CAE TAN CSA EVENT
WEDNESDAY 13TH NOVEMBER 2019
CINEMA & CO SWANSEA
On Wednesday 13th November, representatives from 4theRegion attended an event entitled, Sustainable Food Production: Potential for CSA in Wales. This is our write up of the event, intended to capture the key discussion points, themes and “actions arising”.
Event Report
Cinema & Co in Swansea City Centre was packed out on Wed 13th November 2019, with a diverse mix of people from organisations and communities across the region, to hear more about the work of Cae Tan CSA and co-create some answers to a central question: how might we develop more Community Supported Agriculture in Wales?
The event was organised by Cae Tan, Wales’ largest Community Supported Agriculture initiative. Based on Gower, Cae Tan supplies locally grown veg boxes to 120 Swansea households, and over the last 5 years has created a thriving community around its biodynamic farm. Cae Tan offers volunteering and learning opportunities to a range of groups and individuals, such as local schools, raising awareness of sustainable farming and reconnecting people to the land and their food.
Rupert Dunn, founder of St Davids based CSA Torth y Tir chaired the event, which opened with a film screening about the work of the FAO, the Food & Agriculture Organisation of the United Nations. Featuring interviews with farmers around the world, the film highlighted the importance of Agroecology as a means of addressing the root causes of hunger, poverty and inequality by helping to transform food systems and build resilient livelihoods, through a holistic approach that balances the three dimensions of sustainability – social, economic and environmental.

## Supplied entries:
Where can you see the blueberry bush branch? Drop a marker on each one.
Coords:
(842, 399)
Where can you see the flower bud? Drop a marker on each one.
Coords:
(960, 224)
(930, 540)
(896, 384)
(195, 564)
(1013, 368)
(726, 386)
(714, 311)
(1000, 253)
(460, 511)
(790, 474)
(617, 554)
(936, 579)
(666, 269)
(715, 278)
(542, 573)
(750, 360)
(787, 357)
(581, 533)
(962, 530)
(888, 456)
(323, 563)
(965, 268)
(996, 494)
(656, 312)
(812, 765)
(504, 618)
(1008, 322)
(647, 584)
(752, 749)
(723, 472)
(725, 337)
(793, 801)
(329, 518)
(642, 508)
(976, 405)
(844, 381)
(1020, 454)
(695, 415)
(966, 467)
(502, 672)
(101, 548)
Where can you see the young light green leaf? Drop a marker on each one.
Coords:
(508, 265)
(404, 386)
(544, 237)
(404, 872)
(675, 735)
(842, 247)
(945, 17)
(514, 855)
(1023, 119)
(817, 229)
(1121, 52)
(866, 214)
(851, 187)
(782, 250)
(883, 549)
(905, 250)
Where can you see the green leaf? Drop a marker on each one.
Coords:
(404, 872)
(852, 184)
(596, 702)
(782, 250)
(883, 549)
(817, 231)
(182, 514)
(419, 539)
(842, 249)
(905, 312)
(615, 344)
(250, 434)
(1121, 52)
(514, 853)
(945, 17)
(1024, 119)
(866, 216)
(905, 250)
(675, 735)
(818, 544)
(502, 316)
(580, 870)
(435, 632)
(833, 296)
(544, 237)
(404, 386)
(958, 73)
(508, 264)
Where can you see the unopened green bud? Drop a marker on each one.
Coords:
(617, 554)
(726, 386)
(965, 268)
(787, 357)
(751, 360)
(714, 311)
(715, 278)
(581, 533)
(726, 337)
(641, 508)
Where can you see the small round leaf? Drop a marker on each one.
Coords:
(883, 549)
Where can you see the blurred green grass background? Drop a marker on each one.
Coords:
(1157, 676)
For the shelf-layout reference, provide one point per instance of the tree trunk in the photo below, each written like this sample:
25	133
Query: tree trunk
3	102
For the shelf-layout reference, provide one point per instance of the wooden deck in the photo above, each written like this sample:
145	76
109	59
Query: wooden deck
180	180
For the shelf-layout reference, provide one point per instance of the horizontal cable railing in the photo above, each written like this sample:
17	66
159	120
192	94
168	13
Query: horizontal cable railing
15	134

## Objective A:
According to the Cae Tan event report, how many Swansea households receive veg boxes from Cae Tan?
## Objective B:
Continue the Cae Tan event report from the point where it stops.

## Right answer A:
120 households.

## Right answer B:
Printable PDF Report: Food Sovereignty, CSAs and Agroecology – for the Region
“Agroecology is the science of sustainable farming as well as a political movement that aims to improve the way food is grown and processed globally.”
“It’s an exciting time for the agroecology and food sovereignty movements around the world,” said Rupert. “Through the diversity of perspectives of farmers in different countries, there are common threads emerging about the benefits of a return to the traditional ways of managing the land – farming practices that have proven to be sustainable over generations. We can also see how agroecology is not just a set of techniques. It’s about a way of life, community, culture. It’s a completely different understanding of how food is grown, which impacts every aspect of life for people and the environment.”
From a global perspective, Rupert shifted focus to the agroecology movement here in Wales, which includes the development of Community Supported Agriculture and is raising serious questions about the way “economic scale” farming is negatively impacting our environment and our well-being – particularly the well-being of farmers themselves.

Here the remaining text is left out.